---------- Text block

Here is the part that matters commercially. The biggest barrier to AI adoption in Australia is not cost or capability, it is trust. Around two thirds of hesitant businesses point to a discomfort with letting software make decisions unchecked, and customers feel the same way about decisions made about them.

So transparency and accountability are not red tape, they are how you earn the trust that lets AI get adopted at all. A business that can clearly explain how its AI reaches a decision, and show that a person is accountable for it, will win more confidence from customers, staff, and regulators than a competitor running an opaque system that nobody can interrogate. Treated well, responsible AI is a selling point, not a cost centre.

What to do before December 2026

You have time, but the work takes time too. A sensible order of operations:

First, map where you use automated decisions. Include the unglamorous ones: the spreadsheets, scripts, and quiet automations that score, sort, or rank people. You cannot disclose what you have not found.

Second, keep a human in the loop for anything that significantly affects someone. Let the software assist and recommend, and let a person make and own the final call on the decisions that matter.

Third, build in explainability and logging, so that for any given decision you can say what data was used and why the outcome was what it was. This is far easier to design in from the start than to bolt on after the fact.

Fourth, update your privacy policy to disclose your automated decisions in plain language, well before the deadline rather than in the final fortnight.

Fifth, check your vendors. If a third-party AI tool makes or shapes decisions on your behalf, its behaviour is still your responsibility and your disclosure.

Sixth, mind your data. Be deliberate about what personal information goes into any AI system, and where that information then travels.

This is where building AI properly pays off. An AI built on your own data, with explainability and human oversight designed in, is both more useful and far easier to stand behind than a generic tool bolted onto your business, which is the heart of proper AI integration for Australian businesses. It matters even more for agentic AI that can take actions on its own, where the case for logging and human oversight is stronger still.

--------------------
---------- Extracted information

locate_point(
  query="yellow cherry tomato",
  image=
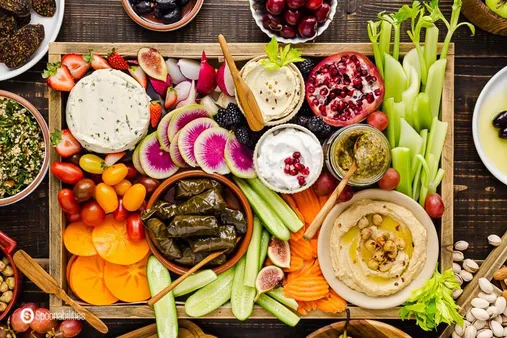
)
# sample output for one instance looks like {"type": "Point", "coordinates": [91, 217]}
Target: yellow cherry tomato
{"type": "Point", "coordinates": [115, 174]}
{"type": "Point", "coordinates": [134, 197]}
{"type": "Point", "coordinates": [122, 187]}
{"type": "Point", "coordinates": [106, 197]}
{"type": "Point", "coordinates": [92, 164]}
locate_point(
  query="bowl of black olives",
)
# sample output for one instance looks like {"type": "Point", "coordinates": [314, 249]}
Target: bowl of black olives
{"type": "Point", "coordinates": [162, 15]}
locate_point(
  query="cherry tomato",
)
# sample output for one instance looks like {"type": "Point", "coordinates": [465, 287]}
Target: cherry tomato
{"type": "Point", "coordinates": [378, 120]}
{"type": "Point", "coordinates": [149, 183]}
{"type": "Point", "coordinates": [390, 180]}
{"type": "Point", "coordinates": [115, 174]}
{"type": "Point", "coordinates": [106, 197]}
{"type": "Point", "coordinates": [134, 197]}
{"type": "Point", "coordinates": [92, 214]}
{"type": "Point", "coordinates": [66, 172]}
{"type": "Point", "coordinates": [135, 227]}
{"type": "Point", "coordinates": [67, 201]}
{"type": "Point", "coordinates": [92, 164]}
{"type": "Point", "coordinates": [434, 205]}
{"type": "Point", "coordinates": [84, 190]}
{"type": "Point", "coordinates": [120, 214]}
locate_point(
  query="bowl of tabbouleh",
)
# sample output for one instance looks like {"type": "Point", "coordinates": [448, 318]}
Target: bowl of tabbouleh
{"type": "Point", "coordinates": [24, 148]}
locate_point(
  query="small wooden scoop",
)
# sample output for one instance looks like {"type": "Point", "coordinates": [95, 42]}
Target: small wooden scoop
{"type": "Point", "coordinates": [48, 284]}
{"type": "Point", "coordinates": [245, 95]}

--------------------

Tasks:
• A. Return the passage of the text on AI accountability that opens with the words "First, map where" and closes with "have not found.".
• B. What six steps does the text on AI accountability recommend taking before December 2026?
• C. Continue the text on AI accountability from where it stops.
The records are separate material, apart from the text on AI accountability.

Task results:
• A.
First, map where you use automated decisions. Include the unglamorous ones: the spreadsheets, scripts, and quiet automations that score, sort, or rank people. You cannot disclose what you have not found.

• B.
1. Map where you use automated decisions.
2. Keep a human in the loop for anything that significantly affects someone.
3. Build in explainability and logging.
4. Update your privacy policy to disclose your automated decisions in plain language.
5. Check your vendors.
6. Mind your data.

• C.
How we approach it

We build AI integrations with governance built in from the start: explainability, human-in-the-loop controls, audit logging, and privacy by design, so the result is both useful and defensible. That work sits across our generative AI integration and compliance and privacy management services. If you are still weighing which AI tools to trust with business data, our guide to using Claude in your business is a sensible starting point.

The reforms are not a reason to slow down on AI. They are a reason to do it in a way you can explain and defend. If you want help building AI that is useful, transparent, and ready for December 2026, tell us what you are working on. This article is general information and not legal advice.

FAQ

Questions readers ask

  • What is responsible AI?

    Responsible AI means building and using AI that is transparent, explainable, fair, and kept under human accountability, so it can be trusted and stood behind. In Australia it is increasingly both good practice and a legal expectation.

  • What changes for Australian businesses in December 2026?

    From 10 December 2026, the Privacy Act reforms require affected businesses to disclose, in their privacy policy, automated decisions that could significantly affect a person's rights or interests, including the personal information used and the types of decisions made. This is general information, not legal advice.

  • Does the automated decision rule apply to my business?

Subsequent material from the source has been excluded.